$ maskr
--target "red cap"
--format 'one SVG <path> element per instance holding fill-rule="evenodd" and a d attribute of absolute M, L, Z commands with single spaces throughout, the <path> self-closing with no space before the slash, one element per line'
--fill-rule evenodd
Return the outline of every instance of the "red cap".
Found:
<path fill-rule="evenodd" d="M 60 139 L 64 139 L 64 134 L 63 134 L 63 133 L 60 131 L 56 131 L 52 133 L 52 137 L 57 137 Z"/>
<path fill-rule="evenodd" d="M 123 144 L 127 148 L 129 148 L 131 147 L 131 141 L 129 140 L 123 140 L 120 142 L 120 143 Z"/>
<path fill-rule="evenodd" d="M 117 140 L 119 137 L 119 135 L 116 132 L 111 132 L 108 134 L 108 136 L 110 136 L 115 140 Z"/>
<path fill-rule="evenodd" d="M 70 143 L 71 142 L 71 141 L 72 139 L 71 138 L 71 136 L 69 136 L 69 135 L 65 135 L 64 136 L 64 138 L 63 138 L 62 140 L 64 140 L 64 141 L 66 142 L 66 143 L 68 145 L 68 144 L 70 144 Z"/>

++++++

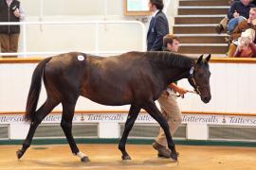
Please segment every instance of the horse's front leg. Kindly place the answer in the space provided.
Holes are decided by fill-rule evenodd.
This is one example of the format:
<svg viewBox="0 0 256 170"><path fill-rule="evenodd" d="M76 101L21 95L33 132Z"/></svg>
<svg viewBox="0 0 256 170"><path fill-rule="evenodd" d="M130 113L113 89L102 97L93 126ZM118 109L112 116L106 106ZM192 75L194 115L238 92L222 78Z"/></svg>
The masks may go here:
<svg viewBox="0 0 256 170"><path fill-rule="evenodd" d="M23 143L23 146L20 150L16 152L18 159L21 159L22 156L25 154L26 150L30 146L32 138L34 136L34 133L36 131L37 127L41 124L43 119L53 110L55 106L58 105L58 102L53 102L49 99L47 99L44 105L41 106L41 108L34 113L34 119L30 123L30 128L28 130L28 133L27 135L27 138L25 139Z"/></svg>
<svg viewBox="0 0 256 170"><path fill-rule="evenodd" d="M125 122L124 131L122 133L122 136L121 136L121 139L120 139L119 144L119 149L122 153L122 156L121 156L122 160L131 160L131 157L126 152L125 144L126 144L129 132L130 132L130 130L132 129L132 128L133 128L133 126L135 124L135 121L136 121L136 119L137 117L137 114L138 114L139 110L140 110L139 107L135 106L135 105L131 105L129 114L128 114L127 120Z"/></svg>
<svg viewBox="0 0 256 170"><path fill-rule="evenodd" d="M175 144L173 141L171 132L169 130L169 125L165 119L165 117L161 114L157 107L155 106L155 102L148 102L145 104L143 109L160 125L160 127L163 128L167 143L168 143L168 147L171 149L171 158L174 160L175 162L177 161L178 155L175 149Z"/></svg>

++++++

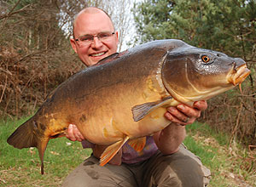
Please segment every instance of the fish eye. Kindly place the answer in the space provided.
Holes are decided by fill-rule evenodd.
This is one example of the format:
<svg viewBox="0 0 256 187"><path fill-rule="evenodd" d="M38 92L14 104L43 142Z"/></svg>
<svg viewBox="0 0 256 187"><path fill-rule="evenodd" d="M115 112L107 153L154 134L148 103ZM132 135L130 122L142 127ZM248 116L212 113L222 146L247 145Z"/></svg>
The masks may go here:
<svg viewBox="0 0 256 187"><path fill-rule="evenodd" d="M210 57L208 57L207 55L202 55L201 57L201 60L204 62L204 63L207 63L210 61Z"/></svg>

++++++

> _PROBLEM TO SOLVE_: Could you output everything from the line containing "Please segment every instance of the horse's" down to the line containing "122L124 131L122 133L122", both ends included, as a numbered list with any blank lines left out?

> _ANSWER FOR THIS EXERCISE_:
1. Please segment every instance of the horse's front leg. Kindly place the answer in the space provided.
2. Holes are decided by fill-rule evenodd.
3. This is one example of the format:
4. <svg viewBox="0 0 256 170"><path fill-rule="evenodd" d="M76 101L21 95L33 132Z"/></svg>
5. <svg viewBox="0 0 256 170"><path fill-rule="evenodd" d="M130 113L113 89L102 97L93 126ZM118 109L112 116L106 106ZM192 75L194 115L238 92L222 78Z"/></svg>
6. The masks may go here:
7. <svg viewBox="0 0 256 170"><path fill-rule="evenodd" d="M23 143L23 146L20 150L16 152L18 159L21 159L22 156L25 154L26 150L30 146L32 138L34 136L34 133L36 131L37 127L41 124L43 119L53 110L55 106L58 105L58 102L53 102L49 99L47 99L44 105L41 106L41 108L34 113L34 119L30 123L30 128L28 130L28 133L27 135L27 138L25 139Z"/></svg>
8. <svg viewBox="0 0 256 170"><path fill-rule="evenodd" d="M125 122L124 131L122 133L122 136L121 136L121 139L120 139L119 144L119 149L122 153L122 156L121 156L122 160L131 160L131 157L126 152L125 144L126 144L129 132L130 132L130 130L132 129L132 128L133 128L133 126L135 124L135 121L136 121L136 119L137 117L137 114L138 114L139 110L140 110L139 107L135 106L135 105L131 105L129 114L128 114L127 120Z"/></svg>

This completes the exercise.